## Do zrobienia
a – Według recenzji książki o Agacie z Placu Słonecznego, dokąd wyjechali rodzice dzieci, którymi opiekuje się Agata?
b – Dopisz dalszy ciąg recenzji książki o Agacie z Placu Słonecznego, zaczynając od miejsca, w którym się urywa.

=== Fragment tekstu ===

145.AGATA JEST DOBRA

EWA KARWAN-JASTRZĘBSKA
„AGATA Z PLACU SŁONECZNEGO 2. AGATA I JESZCZE KTOŚ”
MARGINESY, WARSZAWA 2013
ILUSTROWAŁA ANNA POL

[Bo jeśli obcuje się z dziełem, to nie tylko na Marginesach]

Agatę poznałyśmy na ulicy Fortecznej. Zajrzałyśmy tam ukwieconym majem. Miała rude włosy, złoty rower, tajemniczą walizkę i została nianią piątki dzieci – dziewięcioletnich bliźniaków Piotrusia i Matyldy oraz trzyletnich trojaczków Adelajdy, Antoniego i Alberta. Ich rodzice wyjechali bowiem w trzymiesięczną podróż do Papui Nowej Gwinei. Teraz przychodzi stamtąd list, że niestety muszą zostać dłużej, że Indianie, których zwyczaje mają badać, będą mieli w swoim plemieniu ślub i mama została poproszona o pomoc w ślubnych przygotowaniach – a to trwa pięć miesięcy. I ani chwili krócej. I wrócą dopiero na wiosnę. Agata więc musi zostać na Fortecznej. Zapewnia dzieciom zdrową dietę, dużo dyscypliny i niesamowite przygody – są gwiazdy, spełniające życzenia, są koronkowe drzewa, jest teatr, w którym pracuje wujek Agaty – dzieci mogą zaglądnąć wszędzie tam, gdzie nikt inny nie patrzy, jest Chłopiec Bez Domu, któremu trzeba Dom znaleźć, jest wyprawa do krainy śniegu i urodzinowy lot balonem... I jak zwykle Agata milczy, gdy ktoś pyta, jak oswaja czary. Przecież to wam się śniło, przecież Chłopiec Bez Domu to zwyczajny nastolatek, przecież to niemożliwe, żeby trojaczki widziały jakiegoś śnieżnego psa – na pewno im się wydawało...

=== Zapisane dane ===

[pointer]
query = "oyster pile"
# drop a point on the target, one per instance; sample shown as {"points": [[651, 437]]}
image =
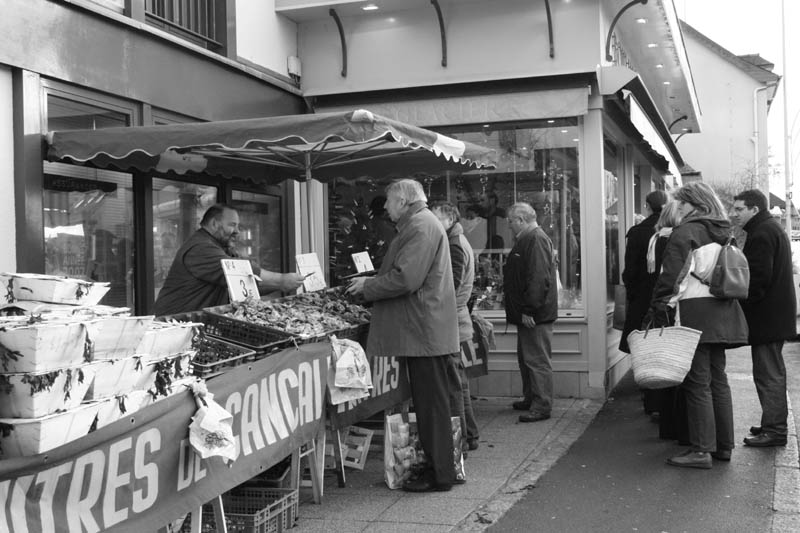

===

## Rozwiązane zadania
a – Do Papui Nowej Gwinei.

b –
Cała magia mieści się Agacie w małym palcu i dzięki temu jest podwójnie pociągająca. Zdarzają się przygody, zdarza się nienazwane, a we wszystko trzeba wierzyć dwa razy mocniej, gdy staje się naprzeciw rudowłosej niani – ona wie, że świat jest niezwykły, że nie tylko w bajce można spotkać Piotrusia Pana i że czasem schowek na odkurzacz może być przejściem do innej krainy, ale jest przecież nianią i odpowiedzialnie musi zaprzeczać, dorośle kręcić głową na spadające gwiazdy, miniaturową Ofelię i Hamleta, tajemnicze lornetki teatralne i mapy, prowadzące na drugą stronę wyobraźni. Nie przeszkadza jej to w zaproszeniu na wigilijną kolacje Manu – siedmiopalczastego stworka, którego niegdyś (w pierwszej części) uratowała Matylda i który na wieczerzy pojawia się z kuzynem i wielkim pudłem z prezentem.
Jakoś magicznej się czyta tę część, niż poprzednią. Jakby Agata hojniej sypnęła czarami z zamkniętej dotąd na cztery spusty walizki. Jakby chciała upiec więcej ciast i nauczyć dzieci więcej zabaw. Jakby śmiech po tych stronach niósł się donioślejszy. I dzieciaki są wspaniałe – czytają Szekspira, choć mają dopiero dziewięć lat (to bliźniaki), bawią się w teatr i w bohaterów ulubionych książek („Hrabia Monte Christo”) i wiedzą dużo i dużo więcej chcą jeszcze wiedzieć.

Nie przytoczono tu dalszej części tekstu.